— EXERCISE INSTRUCTIONS —
Collect every line in the material below that contains the string "building", and copy each of those lines in full. Letter case counts when matching.

######

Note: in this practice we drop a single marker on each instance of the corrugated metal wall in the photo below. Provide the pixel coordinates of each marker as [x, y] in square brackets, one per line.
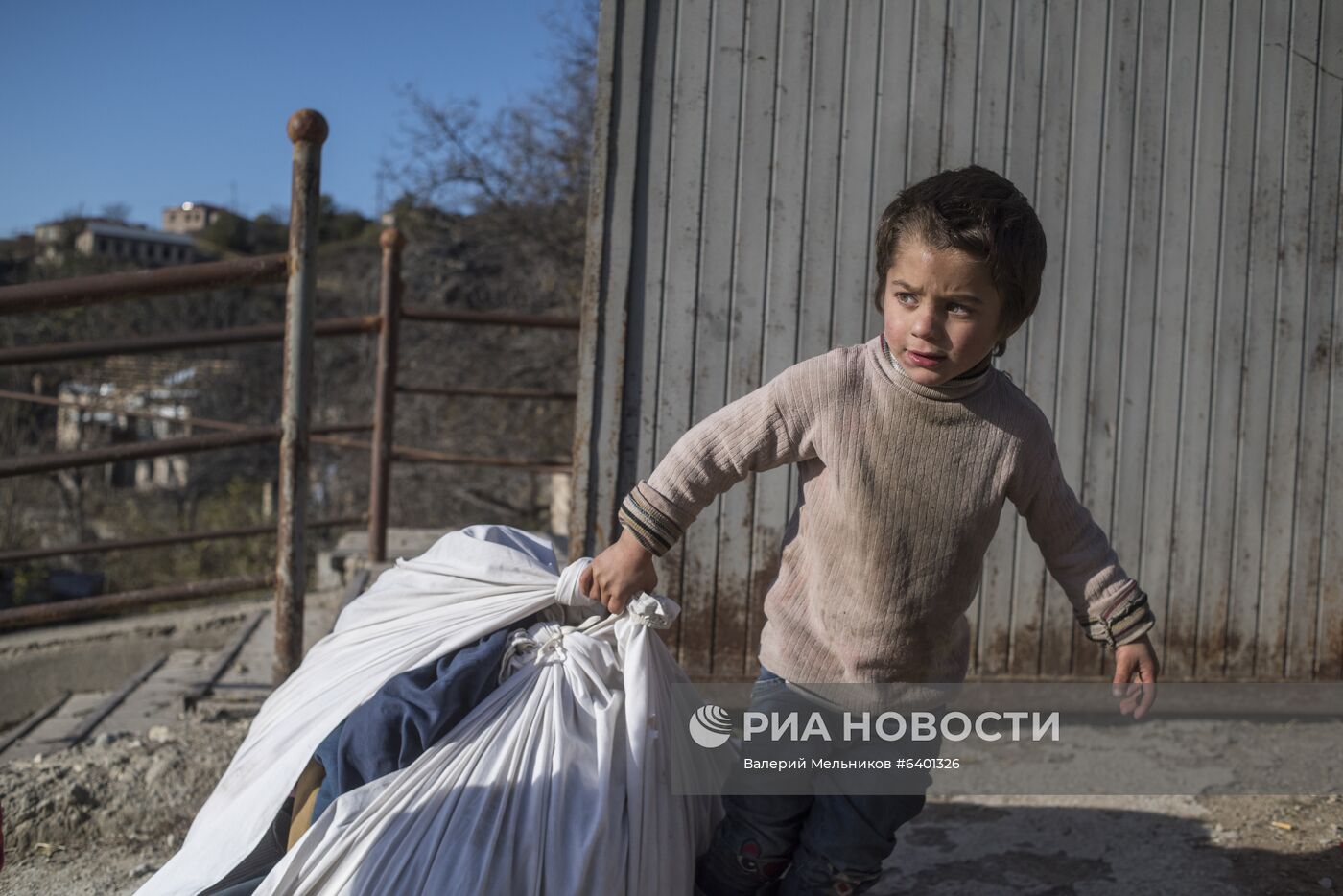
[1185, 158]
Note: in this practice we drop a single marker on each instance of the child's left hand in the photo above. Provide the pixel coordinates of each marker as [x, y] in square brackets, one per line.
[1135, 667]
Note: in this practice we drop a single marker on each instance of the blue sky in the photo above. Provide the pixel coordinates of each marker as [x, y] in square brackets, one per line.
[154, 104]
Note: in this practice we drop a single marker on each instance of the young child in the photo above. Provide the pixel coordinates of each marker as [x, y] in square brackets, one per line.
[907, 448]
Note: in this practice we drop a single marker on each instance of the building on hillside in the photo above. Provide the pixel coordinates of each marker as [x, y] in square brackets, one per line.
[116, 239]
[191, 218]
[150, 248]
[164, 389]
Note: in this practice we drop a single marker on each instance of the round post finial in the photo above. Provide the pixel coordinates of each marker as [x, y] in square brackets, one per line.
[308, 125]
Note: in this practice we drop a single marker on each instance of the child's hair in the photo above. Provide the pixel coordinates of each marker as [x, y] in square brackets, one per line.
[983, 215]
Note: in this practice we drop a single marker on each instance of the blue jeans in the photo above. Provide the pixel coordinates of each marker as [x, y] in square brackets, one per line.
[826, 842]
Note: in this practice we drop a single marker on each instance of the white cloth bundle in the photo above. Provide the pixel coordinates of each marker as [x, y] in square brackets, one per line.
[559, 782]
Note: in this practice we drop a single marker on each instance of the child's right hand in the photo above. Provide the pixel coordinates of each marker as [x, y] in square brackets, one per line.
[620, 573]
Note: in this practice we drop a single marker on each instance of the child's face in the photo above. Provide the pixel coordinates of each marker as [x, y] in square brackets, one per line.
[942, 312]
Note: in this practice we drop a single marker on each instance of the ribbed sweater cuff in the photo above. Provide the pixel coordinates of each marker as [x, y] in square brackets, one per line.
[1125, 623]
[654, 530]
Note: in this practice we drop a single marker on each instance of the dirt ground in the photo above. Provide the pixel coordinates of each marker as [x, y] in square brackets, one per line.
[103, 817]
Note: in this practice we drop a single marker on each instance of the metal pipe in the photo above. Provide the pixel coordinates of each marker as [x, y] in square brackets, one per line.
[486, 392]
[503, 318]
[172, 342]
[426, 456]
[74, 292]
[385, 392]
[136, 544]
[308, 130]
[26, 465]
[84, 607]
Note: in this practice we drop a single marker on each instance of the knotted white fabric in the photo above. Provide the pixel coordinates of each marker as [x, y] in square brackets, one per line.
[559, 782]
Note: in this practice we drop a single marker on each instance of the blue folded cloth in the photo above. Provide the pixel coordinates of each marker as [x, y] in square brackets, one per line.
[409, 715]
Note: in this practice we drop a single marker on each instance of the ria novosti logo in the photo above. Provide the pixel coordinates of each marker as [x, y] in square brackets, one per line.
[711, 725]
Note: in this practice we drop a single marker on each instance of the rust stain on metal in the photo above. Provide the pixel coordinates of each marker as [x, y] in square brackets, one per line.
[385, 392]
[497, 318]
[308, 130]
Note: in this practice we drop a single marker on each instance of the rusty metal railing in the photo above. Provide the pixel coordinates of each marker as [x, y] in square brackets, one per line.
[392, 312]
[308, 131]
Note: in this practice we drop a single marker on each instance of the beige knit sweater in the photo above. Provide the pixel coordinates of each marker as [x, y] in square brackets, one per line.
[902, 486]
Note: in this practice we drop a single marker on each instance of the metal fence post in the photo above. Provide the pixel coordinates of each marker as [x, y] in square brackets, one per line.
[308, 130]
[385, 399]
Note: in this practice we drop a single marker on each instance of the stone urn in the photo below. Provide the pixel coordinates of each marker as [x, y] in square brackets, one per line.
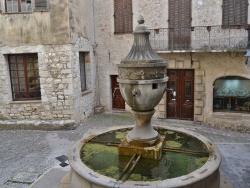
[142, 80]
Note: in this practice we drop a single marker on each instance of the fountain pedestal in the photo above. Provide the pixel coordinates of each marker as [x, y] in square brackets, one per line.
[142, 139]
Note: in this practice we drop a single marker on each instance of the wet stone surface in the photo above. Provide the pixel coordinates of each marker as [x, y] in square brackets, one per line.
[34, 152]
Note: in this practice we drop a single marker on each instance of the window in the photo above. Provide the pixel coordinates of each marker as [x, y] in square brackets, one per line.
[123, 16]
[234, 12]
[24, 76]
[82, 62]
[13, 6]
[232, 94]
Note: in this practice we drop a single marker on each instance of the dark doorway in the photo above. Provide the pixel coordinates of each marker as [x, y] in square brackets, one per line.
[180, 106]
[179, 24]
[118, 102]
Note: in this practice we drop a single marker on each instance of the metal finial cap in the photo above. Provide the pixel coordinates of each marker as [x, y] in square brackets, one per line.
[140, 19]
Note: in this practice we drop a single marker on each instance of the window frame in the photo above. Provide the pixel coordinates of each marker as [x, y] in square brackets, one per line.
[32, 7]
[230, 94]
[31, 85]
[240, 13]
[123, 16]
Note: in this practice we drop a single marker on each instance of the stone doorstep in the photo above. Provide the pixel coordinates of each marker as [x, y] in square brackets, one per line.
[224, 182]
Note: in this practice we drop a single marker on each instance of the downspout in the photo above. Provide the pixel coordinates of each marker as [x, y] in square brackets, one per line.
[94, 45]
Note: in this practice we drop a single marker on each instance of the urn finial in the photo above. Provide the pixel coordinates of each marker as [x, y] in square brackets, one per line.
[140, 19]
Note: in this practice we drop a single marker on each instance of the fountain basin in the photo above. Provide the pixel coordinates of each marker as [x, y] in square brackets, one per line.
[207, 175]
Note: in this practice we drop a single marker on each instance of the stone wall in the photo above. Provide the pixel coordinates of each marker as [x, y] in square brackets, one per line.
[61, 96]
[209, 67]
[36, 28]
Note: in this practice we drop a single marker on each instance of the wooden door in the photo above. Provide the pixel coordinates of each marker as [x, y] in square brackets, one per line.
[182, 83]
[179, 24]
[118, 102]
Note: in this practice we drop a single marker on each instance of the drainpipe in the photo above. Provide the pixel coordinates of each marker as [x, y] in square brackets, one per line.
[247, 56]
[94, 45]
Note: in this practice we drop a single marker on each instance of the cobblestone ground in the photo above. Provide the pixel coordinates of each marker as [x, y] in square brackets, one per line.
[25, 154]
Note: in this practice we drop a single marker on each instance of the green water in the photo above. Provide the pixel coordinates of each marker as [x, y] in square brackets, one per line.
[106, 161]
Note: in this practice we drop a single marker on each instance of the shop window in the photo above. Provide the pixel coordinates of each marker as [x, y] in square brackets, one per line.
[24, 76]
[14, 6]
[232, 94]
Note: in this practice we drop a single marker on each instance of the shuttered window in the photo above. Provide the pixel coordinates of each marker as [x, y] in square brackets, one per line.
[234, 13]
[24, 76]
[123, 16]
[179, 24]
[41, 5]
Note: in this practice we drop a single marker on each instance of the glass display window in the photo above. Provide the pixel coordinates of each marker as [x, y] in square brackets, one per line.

######

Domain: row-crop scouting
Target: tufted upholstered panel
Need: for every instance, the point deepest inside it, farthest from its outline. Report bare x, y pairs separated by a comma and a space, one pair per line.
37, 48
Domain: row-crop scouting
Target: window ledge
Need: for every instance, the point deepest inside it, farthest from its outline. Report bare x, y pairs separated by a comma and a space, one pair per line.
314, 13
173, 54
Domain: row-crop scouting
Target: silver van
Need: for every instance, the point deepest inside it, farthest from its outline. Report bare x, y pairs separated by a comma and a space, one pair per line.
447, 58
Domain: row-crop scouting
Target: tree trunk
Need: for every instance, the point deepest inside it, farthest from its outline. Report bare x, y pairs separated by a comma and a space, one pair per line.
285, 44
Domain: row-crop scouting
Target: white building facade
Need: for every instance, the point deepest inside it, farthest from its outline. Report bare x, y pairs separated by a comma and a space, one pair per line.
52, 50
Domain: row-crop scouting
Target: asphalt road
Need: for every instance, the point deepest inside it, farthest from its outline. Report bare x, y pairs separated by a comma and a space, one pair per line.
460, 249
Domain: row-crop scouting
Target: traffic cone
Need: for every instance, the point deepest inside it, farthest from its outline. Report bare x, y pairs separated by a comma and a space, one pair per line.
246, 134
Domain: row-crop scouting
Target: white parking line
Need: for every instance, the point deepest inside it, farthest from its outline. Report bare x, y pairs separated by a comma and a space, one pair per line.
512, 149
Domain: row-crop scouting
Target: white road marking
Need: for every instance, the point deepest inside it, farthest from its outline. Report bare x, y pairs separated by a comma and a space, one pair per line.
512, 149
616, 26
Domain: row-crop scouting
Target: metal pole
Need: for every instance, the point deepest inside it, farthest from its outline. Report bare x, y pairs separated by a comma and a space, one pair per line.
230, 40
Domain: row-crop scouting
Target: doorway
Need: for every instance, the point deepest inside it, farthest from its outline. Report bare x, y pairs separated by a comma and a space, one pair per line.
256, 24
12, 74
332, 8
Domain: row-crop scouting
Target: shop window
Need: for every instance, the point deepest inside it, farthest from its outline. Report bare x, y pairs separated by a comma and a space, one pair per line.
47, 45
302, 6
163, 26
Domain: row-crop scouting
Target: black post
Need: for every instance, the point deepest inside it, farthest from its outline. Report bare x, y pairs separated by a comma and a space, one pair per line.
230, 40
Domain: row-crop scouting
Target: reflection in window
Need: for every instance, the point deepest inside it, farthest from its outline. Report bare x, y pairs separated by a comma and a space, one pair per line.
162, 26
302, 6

######

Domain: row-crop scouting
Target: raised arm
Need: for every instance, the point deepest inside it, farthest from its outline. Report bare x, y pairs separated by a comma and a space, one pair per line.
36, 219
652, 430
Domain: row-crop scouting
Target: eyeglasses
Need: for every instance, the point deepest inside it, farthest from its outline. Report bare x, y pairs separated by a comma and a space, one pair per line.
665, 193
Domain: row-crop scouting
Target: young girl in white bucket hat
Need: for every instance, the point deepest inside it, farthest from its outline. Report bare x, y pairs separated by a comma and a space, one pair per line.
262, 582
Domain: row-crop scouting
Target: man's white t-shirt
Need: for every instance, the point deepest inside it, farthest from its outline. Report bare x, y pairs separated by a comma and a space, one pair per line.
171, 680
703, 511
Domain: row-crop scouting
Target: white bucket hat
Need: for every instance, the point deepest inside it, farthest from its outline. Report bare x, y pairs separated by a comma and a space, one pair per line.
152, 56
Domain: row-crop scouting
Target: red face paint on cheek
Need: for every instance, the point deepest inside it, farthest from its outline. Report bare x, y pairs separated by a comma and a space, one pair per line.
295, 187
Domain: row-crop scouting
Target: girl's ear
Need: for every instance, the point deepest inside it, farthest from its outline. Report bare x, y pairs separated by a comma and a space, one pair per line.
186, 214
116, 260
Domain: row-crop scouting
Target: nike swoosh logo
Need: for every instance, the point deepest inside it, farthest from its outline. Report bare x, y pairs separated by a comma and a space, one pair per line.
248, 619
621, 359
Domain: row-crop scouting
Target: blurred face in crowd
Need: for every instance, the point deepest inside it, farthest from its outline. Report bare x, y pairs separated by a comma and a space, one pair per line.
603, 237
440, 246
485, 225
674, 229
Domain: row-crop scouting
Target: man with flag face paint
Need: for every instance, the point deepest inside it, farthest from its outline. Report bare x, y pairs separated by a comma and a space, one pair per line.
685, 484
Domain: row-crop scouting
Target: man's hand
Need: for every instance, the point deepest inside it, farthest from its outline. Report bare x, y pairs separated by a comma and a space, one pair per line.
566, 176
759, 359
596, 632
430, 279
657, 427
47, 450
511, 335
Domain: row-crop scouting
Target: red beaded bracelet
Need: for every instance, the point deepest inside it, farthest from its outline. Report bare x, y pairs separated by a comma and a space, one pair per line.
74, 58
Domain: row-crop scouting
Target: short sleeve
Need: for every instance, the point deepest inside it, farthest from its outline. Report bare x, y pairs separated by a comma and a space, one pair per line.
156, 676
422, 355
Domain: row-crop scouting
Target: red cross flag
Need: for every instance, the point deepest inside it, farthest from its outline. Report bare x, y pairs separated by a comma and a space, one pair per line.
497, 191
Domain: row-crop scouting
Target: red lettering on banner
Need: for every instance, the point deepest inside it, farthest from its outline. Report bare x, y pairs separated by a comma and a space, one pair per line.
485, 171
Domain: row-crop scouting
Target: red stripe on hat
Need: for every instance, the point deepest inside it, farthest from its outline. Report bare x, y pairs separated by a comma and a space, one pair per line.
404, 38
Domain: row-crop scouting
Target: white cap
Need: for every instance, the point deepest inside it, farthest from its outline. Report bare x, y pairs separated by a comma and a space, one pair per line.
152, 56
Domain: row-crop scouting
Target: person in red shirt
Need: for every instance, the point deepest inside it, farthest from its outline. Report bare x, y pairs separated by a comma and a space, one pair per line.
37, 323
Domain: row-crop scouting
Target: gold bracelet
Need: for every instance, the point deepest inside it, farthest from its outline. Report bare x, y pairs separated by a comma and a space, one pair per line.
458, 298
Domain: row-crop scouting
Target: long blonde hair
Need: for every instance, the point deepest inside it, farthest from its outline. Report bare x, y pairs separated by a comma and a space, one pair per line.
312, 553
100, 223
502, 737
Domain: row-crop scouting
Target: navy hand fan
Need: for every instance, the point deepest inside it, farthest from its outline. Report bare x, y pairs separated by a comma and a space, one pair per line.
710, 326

######

— SOLUTION TO THE EXERCISE —
Note: in this practice we drop a single marker on each instance of the building on hillside in the photo above. Provide the pixel coordinates of each marker as [x, y] in square brackets, one per line.
Target: white building facade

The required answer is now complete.